* Written instruction A
In the entries, copy word for word everything from the line containing "of the city" down to the line containing "[[587, 432], [1021, 80]]", with both of those lines included.

* Passage shown
* Begin *

LocalStorage

From MozillaWiki
Jump to: navigation, search

Problem

The web is an application platform. There are millions of people who use the web as their primary tool to read email, store and edit documents and search for information. However, the web is only usable as an interface when the network is available.

When people want to take an interface that they have designed for the web and make it work when that network is not available they only have a couple of options. They can write an application that the user installs on their hard drive and runs as a full native application. This could be written using native tools (i.e. a windows application) or as a an interpreted application using an OS-in-a-box (i.e. against sun's proprietary Java implementation or something .NET based.) This nearly always involves creating a second interface in addition to the "main" web interface. This is an expensive proposition for developers of software. The inability of most solutions in this area to leverage the existing front end web code should be considered a failure.

A second problem is that installing software on your computer often involves an all-or-nothing choice. Either you install the software, and give it complete access to your system or you don't install it and you can't gain the benefits of having the ability to do your work offline. Victims of spyware on windows understand this pain. It would be nice if we could offer a system that sandboxes data for a web application in such a way as it doesn't have to give access to local resources, other than what is normally available to a standard web application. Our extensions system also suffers from this problem.

The last problem that we believe needs to be solved is the problem surrounding how difficult it is to install software. We believe that for most users installing software is hard and scary. We believe that this is one of the reasons why IE has such a huge advantage over us in the market. It would be nice if we could offer a solution that included no obvious software installation. A good measure would be that adding a new offline "application" would be as easy as making a bookmark. Most users know how to make bookmarks and consider it to be a safe operation. This is in contrast to Extensions, which solve most of the above problems with the exception of trust and ease of interface.

Goals

These three problems lead us to a few specific goals:

1. The system should leverage the web technologies that exist today. This means that JavaScript, CSS and the DOM are the main technologies used.

* End *

* Written instruction B
Pick up the LocalStorage wiki text on offline web applications after its final sentence and keep writing.

* Input material

* Begin *

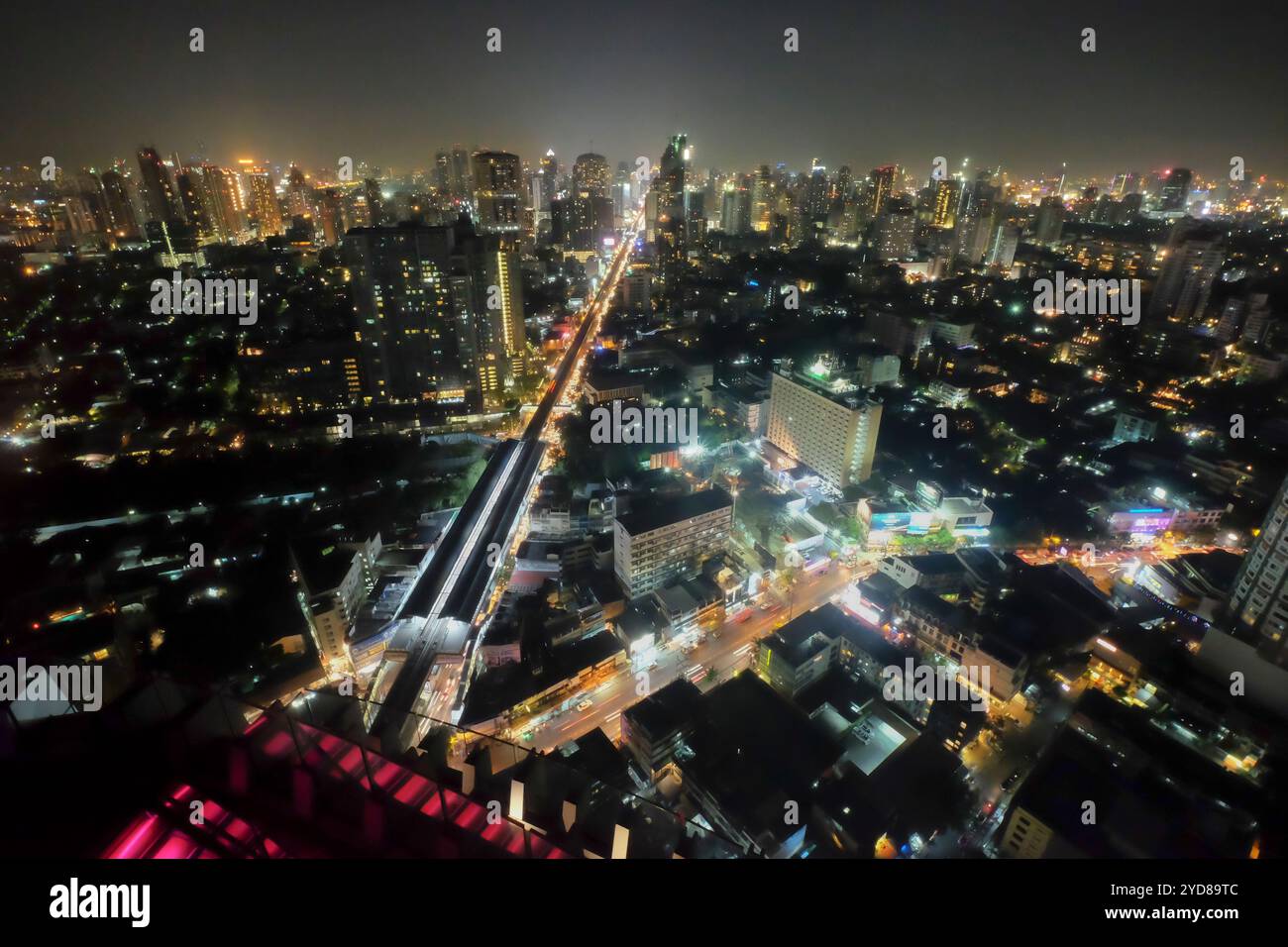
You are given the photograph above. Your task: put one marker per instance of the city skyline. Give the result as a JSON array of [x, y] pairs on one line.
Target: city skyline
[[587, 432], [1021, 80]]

* End *
* Begin *

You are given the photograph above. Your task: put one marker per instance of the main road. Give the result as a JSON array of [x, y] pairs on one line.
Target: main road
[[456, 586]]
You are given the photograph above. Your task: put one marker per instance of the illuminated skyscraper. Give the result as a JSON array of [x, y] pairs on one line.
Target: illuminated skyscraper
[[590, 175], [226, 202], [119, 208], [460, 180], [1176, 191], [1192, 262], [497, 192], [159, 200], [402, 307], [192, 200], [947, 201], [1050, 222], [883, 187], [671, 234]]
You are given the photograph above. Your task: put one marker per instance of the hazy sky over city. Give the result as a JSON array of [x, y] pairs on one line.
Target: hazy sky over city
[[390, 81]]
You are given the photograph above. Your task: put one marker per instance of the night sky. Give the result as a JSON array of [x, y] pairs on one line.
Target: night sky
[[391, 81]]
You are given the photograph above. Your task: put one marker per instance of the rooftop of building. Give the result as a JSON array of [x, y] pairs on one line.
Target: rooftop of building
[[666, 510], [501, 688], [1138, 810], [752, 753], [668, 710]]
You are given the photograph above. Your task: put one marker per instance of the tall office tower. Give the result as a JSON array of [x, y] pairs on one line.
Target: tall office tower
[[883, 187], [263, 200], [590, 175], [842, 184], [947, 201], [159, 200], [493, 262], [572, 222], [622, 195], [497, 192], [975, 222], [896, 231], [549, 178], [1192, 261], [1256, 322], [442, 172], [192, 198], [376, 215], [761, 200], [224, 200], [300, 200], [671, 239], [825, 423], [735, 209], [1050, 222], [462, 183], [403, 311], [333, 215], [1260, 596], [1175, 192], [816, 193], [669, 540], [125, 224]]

* End *

* Exercise response A
You are given the photograph above. Your task: put one marker per instance of the city skyline. Give the result as a JSON array of [x, y] pairs on one line.
Target: city skyline
[[587, 432], [1021, 80]]

* Exercise response B
2. The system should use an incremental approach that allows web developers the ability to add this to their sites with very little cost or development time.

3. The system should operate within the security principal of the original web site that provides the application, and except for an additional set of APIs that the application can use, the apps get no more permissions.

4. The system should be so easy to use and safe-looking that using it should not make users uncomfortable. This means no installation dialogs, no preferences and no progress bars. In fact, they shouldn't even know they are using them.

Development strategy

Deployment

The first thing that we need to describe is what makes up a web application. This generally consists a set of files. HTML or XML to describe a basic document heirarchy, JavaScript to manipulate it and CSS to describe how to render it. A manifest must be included that describes all of the components that make up an application.

Another problem with deployment is versioning. You have to know that a particular browser version supports a particular set of apis. With multiple versions of various browser implementations out there this creates a large matrix of support and testing that has to take place. It would be nice if the api that a browser supports also includes a capability-based versioning scheme. This also has the advantage that some browsers (like a small handheld browser with limited storage) might only have to implement part of the api.

Roc I think the right thing to do here is to make an offline application just a set of pinned pages in the cache. Then you can write a single set of pages that can function online or offline. HTTP caching instructions take care of application updating. We could automatically allow a site to pin N% of your disk space, if your free disk space is >M% of total; if they try to go over that, the user has to approve it.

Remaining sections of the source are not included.